[begin Listed records]

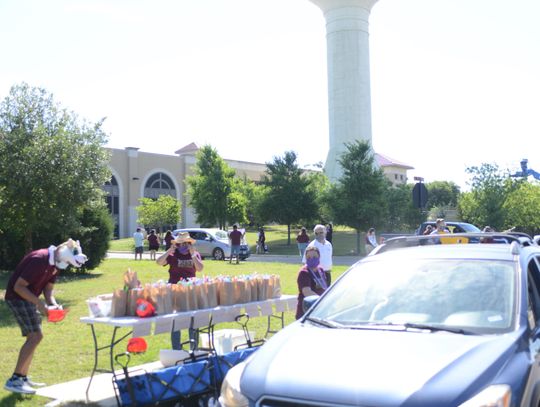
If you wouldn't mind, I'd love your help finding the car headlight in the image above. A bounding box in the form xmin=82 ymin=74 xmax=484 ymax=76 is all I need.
xmin=460 ymin=384 xmax=512 ymax=407
xmin=219 ymin=363 xmax=249 ymax=407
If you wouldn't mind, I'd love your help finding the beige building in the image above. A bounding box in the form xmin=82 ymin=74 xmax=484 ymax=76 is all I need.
xmin=103 ymin=143 xmax=413 ymax=238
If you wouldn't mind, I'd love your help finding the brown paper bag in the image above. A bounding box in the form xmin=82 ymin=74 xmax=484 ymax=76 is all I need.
xmin=206 ymin=280 xmax=219 ymax=308
xmin=248 ymin=276 xmax=259 ymax=301
xmin=270 ymin=274 xmax=281 ymax=298
xmin=158 ymin=284 xmax=173 ymax=315
xmin=195 ymin=283 xmax=210 ymax=309
xmin=124 ymin=269 xmax=139 ymax=290
xmin=184 ymin=284 xmax=199 ymax=311
xmin=218 ymin=280 xmax=234 ymax=305
xmin=257 ymin=276 xmax=270 ymax=301
xmin=111 ymin=289 xmax=128 ymax=318
xmin=173 ymin=284 xmax=191 ymax=312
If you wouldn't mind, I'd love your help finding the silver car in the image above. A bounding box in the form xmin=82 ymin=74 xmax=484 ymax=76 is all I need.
xmin=173 ymin=228 xmax=251 ymax=260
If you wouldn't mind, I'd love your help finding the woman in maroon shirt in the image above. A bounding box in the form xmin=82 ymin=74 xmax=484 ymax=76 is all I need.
xmin=156 ymin=232 xmax=203 ymax=350
xmin=296 ymin=246 xmax=328 ymax=319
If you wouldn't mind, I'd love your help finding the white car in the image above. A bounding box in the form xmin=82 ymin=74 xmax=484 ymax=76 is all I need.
xmin=173 ymin=228 xmax=251 ymax=260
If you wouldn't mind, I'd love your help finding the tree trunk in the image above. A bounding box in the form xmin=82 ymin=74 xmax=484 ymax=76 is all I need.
xmin=24 ymin=229 xmax=33 ymax=253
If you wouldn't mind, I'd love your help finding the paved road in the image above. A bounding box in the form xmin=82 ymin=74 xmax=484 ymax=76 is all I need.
xmin=107 ymin=252 xmax=360 ymax=266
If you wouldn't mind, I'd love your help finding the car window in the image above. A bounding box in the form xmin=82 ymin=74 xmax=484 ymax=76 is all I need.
xmin=190 ymin=232 xmax=208 ymax=240
xmin=527 ymin=257 xmax=540 ymax=329
xmin=216 ymin=230 xmax=229 ymax=240
xmin=311 ymin=259 xmax=516 ymax=331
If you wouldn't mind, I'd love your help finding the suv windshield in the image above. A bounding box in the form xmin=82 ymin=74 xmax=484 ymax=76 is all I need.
xmin=309 ymin=258 xmax=516 ymax=333
xmin=215 ymin=230 xmax=229 ymax=240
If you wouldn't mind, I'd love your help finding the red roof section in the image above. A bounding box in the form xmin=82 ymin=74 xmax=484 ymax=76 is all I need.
xmin=375 ymin=153 xmax=414 ymax=170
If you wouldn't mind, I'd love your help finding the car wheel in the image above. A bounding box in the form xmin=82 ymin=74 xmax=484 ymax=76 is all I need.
xmin=212 ymin=248 xmax=225 ymax=260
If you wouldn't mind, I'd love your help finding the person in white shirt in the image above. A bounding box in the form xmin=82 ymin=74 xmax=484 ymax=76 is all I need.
xmin=302 ymin=225 xmax=332 ymax=285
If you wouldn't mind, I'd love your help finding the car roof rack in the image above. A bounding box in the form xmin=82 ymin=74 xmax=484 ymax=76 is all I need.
xmin=370 ymin=232 xmax=538 ymax=255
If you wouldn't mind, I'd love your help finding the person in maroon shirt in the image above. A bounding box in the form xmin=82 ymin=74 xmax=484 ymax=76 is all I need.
xmin=4 ymin=239 xmax=87 ymax=394
xmin=146 ymin=229 xmax=160 ymax=260
xmin=156 ymin=232 xmax=204 ymax=350
xmin=229 ymin=225 xmax=244 ymax=264
xmin=296 ymin=246 xmax=328 ymax=319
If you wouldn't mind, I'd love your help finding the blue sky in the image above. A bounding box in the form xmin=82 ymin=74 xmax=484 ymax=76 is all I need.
xmin=0 ymin=0 xmax=540 ymax=188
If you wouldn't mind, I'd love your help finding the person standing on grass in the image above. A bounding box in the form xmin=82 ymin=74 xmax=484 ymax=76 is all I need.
xmin=133 ymin=228 xmax=144 ymax=260
xmin=4 ymin=239 xmax=87 ymax=394
xmin=296 ymin=226 xmax=309 ymax=259
xmin=229 ymin=225 xmax=244 ymax=264
xmin=302 ymin=225 xmax=333 ymax=285
xmin=163 ymin=230 xmax=174 ymax=250
xmin=146 ymin=229 xmax=160 ymax=260
xmin=296 ymin=246 xmax=328 ymax=319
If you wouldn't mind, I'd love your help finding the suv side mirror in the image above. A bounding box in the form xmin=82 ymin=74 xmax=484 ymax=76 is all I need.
xmin=302 ymin=295 xmax=319 ymax=312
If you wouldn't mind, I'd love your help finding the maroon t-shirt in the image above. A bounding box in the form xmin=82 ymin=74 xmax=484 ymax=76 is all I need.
xmin=5 ymin=249 xmax=58 ymax=300
xmin=296 ymin=233 xmax=309 ymax=243
xmin=296 ymin=265 xmax=328 ymax=319
xmin=147 ymin=234 xmax=159 ymax=250
xmin=163 ymin=250 xmax=201 ymax=284
xmin=229 ymin=229 xmax=242 ymax=246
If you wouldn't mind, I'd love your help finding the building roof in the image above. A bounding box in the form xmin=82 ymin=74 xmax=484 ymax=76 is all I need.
xmin=375 ymin=153 xmax=414 ymax=170
xmin=174 ymin=143 xmax=199 ymax=155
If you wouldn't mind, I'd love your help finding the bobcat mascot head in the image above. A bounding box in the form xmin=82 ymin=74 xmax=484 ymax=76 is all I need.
xmin=54 ymin=239 xmax=88 ymax=270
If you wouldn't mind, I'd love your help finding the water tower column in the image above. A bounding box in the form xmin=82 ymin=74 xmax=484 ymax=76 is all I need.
xmin=311 ymin=0 xmax=377 ymax=181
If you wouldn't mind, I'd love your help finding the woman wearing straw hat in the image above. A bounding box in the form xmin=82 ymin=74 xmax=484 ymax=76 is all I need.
xmin=156 ymin=232 xmax=203 ymax=350
xmin=156 ymin=232 xmax=203 ymax=284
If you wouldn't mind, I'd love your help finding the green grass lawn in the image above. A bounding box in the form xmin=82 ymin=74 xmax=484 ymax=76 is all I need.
xmin=0 ymin=259 xmax=347 ymax=406
xmin=110 ymin=225 xmax=364 ymax=256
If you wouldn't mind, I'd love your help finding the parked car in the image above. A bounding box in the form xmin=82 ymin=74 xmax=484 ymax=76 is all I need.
xmin=220 ymin=234 xmax=540 ymax=407
xmin=173 ymin=228 xmax=251 ymax=260
xmin=416 ymin=221 xmax=481 ymax=235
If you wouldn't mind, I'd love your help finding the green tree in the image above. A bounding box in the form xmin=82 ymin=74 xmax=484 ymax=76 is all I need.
xmin=458 ymin=163 xmax=516 ymax=230
xmin=187 ymin=145 xmax=235 ymax=229
xmin=503 ymin=182 xmax=540 ymax=236
xmin=136 ymin=195 xmax=182 ymax=232
xmin=260 ymin=151 xmax=317 ymax=245
xmin=426 ymin=181 xmax=460 ymax=209
xmin=328 ymin=141 xmax=389 ymax=254
xmin=0 ymin=83 xmax=111 ymax=262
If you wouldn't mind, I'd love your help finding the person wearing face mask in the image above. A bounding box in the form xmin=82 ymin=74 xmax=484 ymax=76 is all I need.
xmin=296 ymin=246 xmax=328 ymax=319
xmin=302 ymin=225 xmax=333 ymax=285
xmin=156 ymin=232 xmax=204 ymax=350
xmin=4 ymin=239 xmax=88 ymax=394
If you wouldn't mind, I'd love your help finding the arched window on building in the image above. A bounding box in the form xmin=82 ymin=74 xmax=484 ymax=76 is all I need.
xmin=102 ymin=175 xmax=120 ymax=239
xmin=144 ymin=172 xmax=176 ymax=199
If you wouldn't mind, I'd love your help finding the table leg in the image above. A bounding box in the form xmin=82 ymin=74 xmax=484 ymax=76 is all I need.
xmin=86 ymin=324 xmax=133 ymax=403
xmin=264 ymin=312 xmax=285 ymax=338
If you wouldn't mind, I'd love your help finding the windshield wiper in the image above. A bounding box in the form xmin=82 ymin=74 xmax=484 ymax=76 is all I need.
xmin=403 ymin=322 xmax=475 ymax=335
xmin=305 ymin=317 xmax=343 ymax=328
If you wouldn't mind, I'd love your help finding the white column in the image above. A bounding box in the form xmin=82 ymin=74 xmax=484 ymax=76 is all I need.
xmin=311 ymin=0 xmax=377 ymax=181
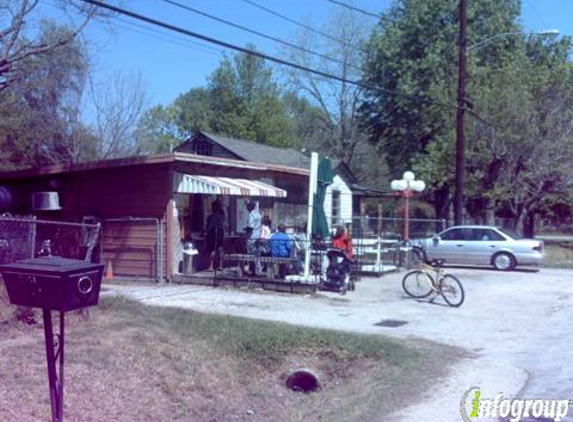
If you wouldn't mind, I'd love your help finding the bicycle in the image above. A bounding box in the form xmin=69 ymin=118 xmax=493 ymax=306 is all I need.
xmin=402 ymin=260 xmax=465 ymax=308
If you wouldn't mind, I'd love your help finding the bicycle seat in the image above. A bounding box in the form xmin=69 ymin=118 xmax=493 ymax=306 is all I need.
xmin=430 ymin=259 xmax=446 ymax=267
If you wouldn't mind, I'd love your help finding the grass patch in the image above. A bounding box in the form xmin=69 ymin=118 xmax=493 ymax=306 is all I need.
xmin=0 ymin=298 xmax=461 ymax=422
xmin=544 ymin=240 xmax=573 ymax=268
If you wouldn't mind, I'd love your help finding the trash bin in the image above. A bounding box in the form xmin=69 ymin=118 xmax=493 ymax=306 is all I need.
xmin=0 ymin=256 xmax=103 ymax=312
xmin=183 ymin=242 xmax=199 ymax=274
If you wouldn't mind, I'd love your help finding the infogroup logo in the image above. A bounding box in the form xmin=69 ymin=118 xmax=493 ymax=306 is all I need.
xmin=460 ymin=387 xmax=570 ymax=422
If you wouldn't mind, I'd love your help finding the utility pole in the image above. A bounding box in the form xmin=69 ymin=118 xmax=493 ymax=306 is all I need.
xmin=454 ymin=0 xmax=468 ymax=225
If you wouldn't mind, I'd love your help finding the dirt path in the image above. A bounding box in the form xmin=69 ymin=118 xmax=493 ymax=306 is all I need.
xmin=104 ymin=269 xmax=573 ymax=422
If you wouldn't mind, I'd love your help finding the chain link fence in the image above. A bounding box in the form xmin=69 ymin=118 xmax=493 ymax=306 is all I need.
xmin=0 ymin=216 xmax=100 ymax=264
xmin=0 ymin=215 xmax=100 ymax=324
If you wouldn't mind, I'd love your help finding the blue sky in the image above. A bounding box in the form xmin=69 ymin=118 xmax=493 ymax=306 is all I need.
xmin=38 ymin=0 xmax=573 ymax=112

[end Listed records]

> _Exercise objective_: Resize the bounding box coordinates in the answers by multiplying each one by 2.45 and rounding to the nearest whole number, with halves rounding up. Rewrite everything from the line containing "If you wouldn't mind, I'd love your help finding the chain" down to the end of the data above, requests included, and leave the requests and their sample boxes unchanged.

> _Task output_:
If you wouldn't mind, I'd love your help finding the chain link fence in the image above. A bounding box in the form xmin=69 ymin=118 xmax=493 ymax=306 is all I need.
xmin=0 ymin=529 xmax=245 ymax=647
xmin=0 ymin=527 xmax=245 ymax=794
If you wouldn't mind, I'd love your help finding the blue sky in the image above. A bounding box in the form xmin=69 ymin=118 xmax=493 ymax=306 is all I need.
xmin=93 ymin=0 xmax=1404 ymax=274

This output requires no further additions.